_PROVIDED DATA_:
────────────────────

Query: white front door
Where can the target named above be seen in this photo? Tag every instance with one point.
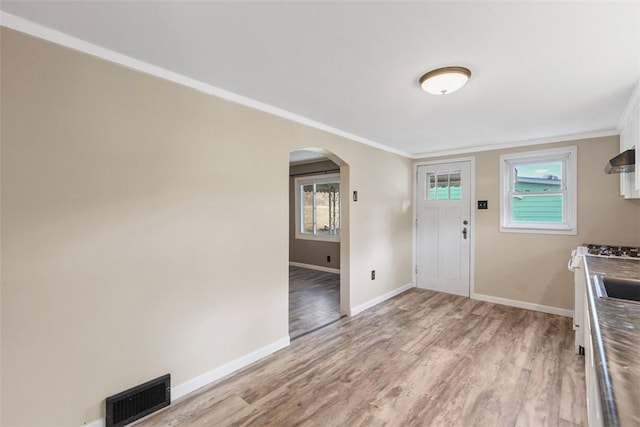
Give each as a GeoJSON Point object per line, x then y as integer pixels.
{"type": "Point", "coordinates": [443, 227]}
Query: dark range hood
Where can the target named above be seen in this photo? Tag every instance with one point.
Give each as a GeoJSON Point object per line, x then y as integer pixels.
{"type": "Point", "coordinates": [622, 163]}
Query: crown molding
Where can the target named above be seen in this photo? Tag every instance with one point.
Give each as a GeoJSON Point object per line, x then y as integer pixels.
{"type": "Point", "coordinates": [28, 27]}
{"type": "Point", "coordinates": [634, 101]}
{"type": "Point", "coordinates": [524, 143]}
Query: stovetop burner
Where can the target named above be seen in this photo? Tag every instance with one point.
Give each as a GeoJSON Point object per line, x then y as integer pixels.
{"type": "Point", "coordinates": [613, 251]}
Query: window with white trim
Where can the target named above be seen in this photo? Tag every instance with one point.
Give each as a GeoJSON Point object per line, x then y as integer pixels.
{"type": "Point", "coordinates": [539, 191]}
{"type": "Point", "coordinates": [318, 207]}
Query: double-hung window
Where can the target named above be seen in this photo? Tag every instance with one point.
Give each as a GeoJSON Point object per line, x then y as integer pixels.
{"type": "Point", "coordinates": [538, 191]}
{"type": "Point", "coordinates": [318, 207]}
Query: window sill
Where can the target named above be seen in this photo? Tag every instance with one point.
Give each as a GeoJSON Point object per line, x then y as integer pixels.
{"type": "Point", "coordinates": [534, 230]}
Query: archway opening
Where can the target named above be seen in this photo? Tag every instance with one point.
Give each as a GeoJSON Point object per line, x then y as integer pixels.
{"type": "Point", "coordinates": [318, 240]}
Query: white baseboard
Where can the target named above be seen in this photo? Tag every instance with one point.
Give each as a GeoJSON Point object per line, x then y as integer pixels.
{"type": "Point", "coordinates": [375, 301]}
{"type": "Point", "coordinates": [522, 304]}
{"type": "Point", "coordinates": [315, 267]}
{"type": "Point", "coordinates": [226, 369]}
{"type": "Point", "coordinates": [217, 373]}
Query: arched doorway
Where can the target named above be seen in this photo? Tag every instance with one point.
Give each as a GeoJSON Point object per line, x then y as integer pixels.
{"type": "Point", "coordinates": [318, 240]}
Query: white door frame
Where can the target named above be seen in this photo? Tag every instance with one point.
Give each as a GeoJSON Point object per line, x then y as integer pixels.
{"type": "Point", "coordinates": [472, 229]}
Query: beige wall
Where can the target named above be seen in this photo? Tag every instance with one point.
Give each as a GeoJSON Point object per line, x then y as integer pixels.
{"type": "Point", "coordinates": [310, 251]}
{"type": "Point", "coordinates": [533, 267]}
{"type": "Point", "coordinates": [145, 229]}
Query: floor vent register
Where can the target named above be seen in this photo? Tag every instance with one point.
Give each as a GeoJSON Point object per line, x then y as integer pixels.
{"type": "Point", "coordinates": [139, 401]}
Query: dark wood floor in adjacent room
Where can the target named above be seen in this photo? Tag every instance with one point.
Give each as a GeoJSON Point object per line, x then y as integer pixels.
{"type": "Point", "coordinates": [420, 359]}
{"type": "Point", "coordinates": [314, 300]}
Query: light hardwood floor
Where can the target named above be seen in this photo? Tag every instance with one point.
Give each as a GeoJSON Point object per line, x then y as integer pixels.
{"type": "Point", "coordinates": [314, 300]}
{"type": "Point", "coordinates": [420, 359]}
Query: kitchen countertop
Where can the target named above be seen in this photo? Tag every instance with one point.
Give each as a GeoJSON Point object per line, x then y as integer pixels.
{"type": "Point", "coordinates": [616, 334]}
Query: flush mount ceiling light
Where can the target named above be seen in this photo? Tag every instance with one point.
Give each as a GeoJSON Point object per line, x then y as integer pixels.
{"type": "Point", "coordinates": [443, 81]}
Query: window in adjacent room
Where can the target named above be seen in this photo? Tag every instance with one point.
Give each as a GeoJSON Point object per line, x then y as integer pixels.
{"type": "Point", "coordinates": [318, 207]}
{"type": "Point", "coordinates": [538, 191]}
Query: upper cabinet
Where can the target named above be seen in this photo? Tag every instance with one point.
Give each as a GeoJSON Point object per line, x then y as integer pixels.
{"type": "Point", "coordinates": [630, 138]}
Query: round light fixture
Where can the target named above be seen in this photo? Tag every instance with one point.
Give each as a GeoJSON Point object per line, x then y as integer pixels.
{"type": "Point", "coordinates": [443, 81]}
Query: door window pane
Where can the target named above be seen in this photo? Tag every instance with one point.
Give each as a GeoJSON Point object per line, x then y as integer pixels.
{"type": "Point", "coordinates": [444, 186]}
{"type": "Point", "coordinates": [455, 186]}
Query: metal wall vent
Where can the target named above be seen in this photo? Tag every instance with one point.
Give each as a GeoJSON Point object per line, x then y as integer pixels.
{"type": "Point", "coordinates": [137, 402]}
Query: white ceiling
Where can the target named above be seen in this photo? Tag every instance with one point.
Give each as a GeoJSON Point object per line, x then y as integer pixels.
{"type": "Point", "coordinates": [541, 70]}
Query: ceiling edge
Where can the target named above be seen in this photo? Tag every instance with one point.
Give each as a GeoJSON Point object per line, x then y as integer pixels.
{"type": "Point", "coordinates": [634, 100]}
{"type": "Point", "coordinates": [28, 27]}
{"type": "Point", "coordinates": [489, 147]}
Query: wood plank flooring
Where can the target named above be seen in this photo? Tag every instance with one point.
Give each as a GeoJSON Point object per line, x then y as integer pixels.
{"type": "Point", "coordinates": [422, 358]}
{"type": "Point", "coordinates": [314, 300]}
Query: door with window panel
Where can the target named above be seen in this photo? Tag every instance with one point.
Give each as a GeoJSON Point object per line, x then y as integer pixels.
{"type": "Point", "coordinates": [443, 227]}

────────────────────

Without including any picture, retype the entries exactly.

Query: white front door
Where can the target named above be seen in this photo? Tag every instance with one point.
Give each as a GeoJSON Point object per line, x then y as integer pixels.
{"type": "Point", "coordinates": [443, 227]}
Query: dark range hood
Where can the target named above be seen in this photo? Tag every instance with one point.
Give each as a GeoJSON Point object per line, x then y as integer pixels.
{"type": "Point", "coordinates": [622, 163]}
Query: crown molding
Where can the target named above be seen in this photo? Tag every instance with one point.
Give each as a GeoJSON Point object per line, x then y as integer pixels.
{"type": "Point", "coordinates": [28, 27]}
{"type": "Point", "coordinates": [634, 101]}
{"type": "Point", "coordinates": [524, 143]}
Query: stovetop burner
Where can the target named above be seen in this photo? Tag every instance with one point.
Give each as a GeoJSON Point object per line, x then y as integer pixels.
{"type": "Point", "coordinates": [613, 251]}
Query: window with white trim
Where can the target named above be seen in this photo? Tag every instance with one point.
Give each as a GeoJSON Point object per line, x then y as integer pixels.
{"type": "Point", "coordinates": [539, 191]}
{"type": "Point", "coordinates": [318, 207]}
Query: double-hung window
Where can the target named above be seen in this photo? Tag every instance with one point.
Give each as a GeoJSON Point object per line, x then y as integer pixels.
{"type": "Point", "coordinates": [538, 191]}
{"type": "Point", "coordinates": [318, 207]}
Query: window sill
Where can the target named above be seen in this photo? Tag every instance with one point.
Give each as a GeoJSON Point object per line, x then y as integer pixels.
{"type": "Point", "coordinates": [534, 230]}
Query: archway opening
Where can the target named above be seen in this photo? Tag every instance with one point.
Give each as a GeoJSON Point object per line, x then y as integer pixels.
{"type": "Point", "coordinates": [318, 240]}
Query: white baseboard
Where can the target named above be seen in this photo? Tag every instance with one point.
Give each as a GeoJSON Point object per line, x then y as integer pixels.
{"type": "Point", "coordinates": [375, 301]}
{"type": "Point", "coordinates": [522, 304]}
{"type": "Point", "coordinates": [315, 267]}
{"type": "Point", "coordinates": [226, 369]}
{"type": "Point", "coordinates": [217, 373]}
Query: arched doorway
Where can the target named above be seen in this photo? Tag every instance with one point.
Give each as a GeoJSON Point object per line, x then y as integer pixels.
{"type": "Point", "coordinates": [318, 240]}
Query: white door frame
Where can the target named above be seen in this photo? Tag every instance with one point.
Give each as a GeoJSON Point object per line, x then y as integer pixels.
{"type": "Point", "coordinates": [472, 229]}
Query: beige wall
Where can the target named above be seen in this photo? Tag every instance with one point.
Give each as a GeoJSON Point object per line, x then y as integer pixels.
{"type": "Point", "coordinates": [310, 251]}
{"type": "Point", "coordinates": [533, 267]}
{"type": "Point", "coordinates": [145, 229]}
Query: floor vent register
Where can the target named above be seen in this photo? Tag every instance with one point.
Give each as a GeoJSON Point object per line, x then y as integer pixels.
{"type": "Point", "coordinates": [139, 401]}
Query: dark wood floor in adjacent room
Where can the target named above be seen in this photo? Tag every instance with one point.
Give each as a GeoJSON Point object per line, x then y as integer pixels.
{"type": "Point", "coordinates": [420, 359]}
{"type": "Point", "coordinates": [314, 300]}
Query: light hardwood floor
Where can the target named above be seen in this photo? Tag every instance with one point.
Give each as a GeoJSON Point object per line, x then y as integer pixels.
{"type": "Point", "coordinates": [314, 300]}
{"type": "Point", "coordinates": [420, 359]}
Query: kitchen countertop
Where can the target named above be seen in this photo? Tag every instance with one point.
Give each as a GeoJSON Point object per line, x then y as integer pixels.
{"type": "Point", "coordinates": [616, 334]}
Query: flush mount ceiling light
Where can the target named above be seen in this photo? Tag every instance with one point.
Give each as a GeoJSON Point object per line, x then y as integer pixels.
{"type": "Point", "coordinates": [443, 81]}
Query: window in adjacent room
Where can the target named above be seen in this photo? Tag every instance with one point.
Give each as a GeoJSON Point object per line, x then y as integer pixels.
{"type": "Point", "coordinates": [318, 207]}
{"type": "Point", "coordinates": [538, 191]}
Query: upper cabinet
Where can the target named above be seen in this photo? Tag every instance with one point.
Give each as a GeoJSON Point object per line, x then y as integer pixels.
{"type": "Point", "coordinates": [630, 138]}
Query: round light fixture
Where can the target named above be seen in this photo? Tag every instance with one point.
Give each as a GeoJSON Point object per line, x then y as integer pixels.
{"type": "Point", "coordinates": [443, 81]}
Query: door window pane
Where can the target named above be seen in this photo? Tag every instance with one point.
Give each as a GeoJSON Point object per line, x then y as integer pixels.
{"type": "Point", "coordinates": [444, 186]}
{"type": "Point", "coordinates": [455, 186]}
Query: metal wall vent
Where can the target named above be seen in this photo? Tag every instance with one point.
Give each as a GeoJSON Point object per line, x then y as integer pixels.
{"type": "Point", "coordinates": [137, 402]}
Query: white ceiling
Where can the target named above be seen in this photo? Tag every instance with one point.
Give each as a GeoJSON Point object per line, x then y as integer pixels.
{"type": "Point", "coordinates": [541, 70]}
Query: ceiling edge
Where can the target named above be seen in this photo? Tag every instance with one point.
Give each as a GeoJSON Point object per line, x then y as integer pixels.
{"type": "Point", "coordinates": [634, 100]}
{"type": "Point", "coordinates": [28, 27]}
{"type": "Point", "coordinates": [489, 147]}
Query: wood plank flooring
Where can the target named above be seen in this photo? Tag every instance with one point.
Give each as a GeoJSON Point object per line, x then y as integer pixels.
{"type": "Point", "coordinates": [422, 358]}
{"type": "Point", "coordinates": [314, 300]}
Query: door with window panel
Where can the target named above be seen in this photo? Tag every instance with one point.
Give each as a GeoJSON Point object per line, x then y as integer pixels.
{"type": "Point", "coordinates": [443, 227]}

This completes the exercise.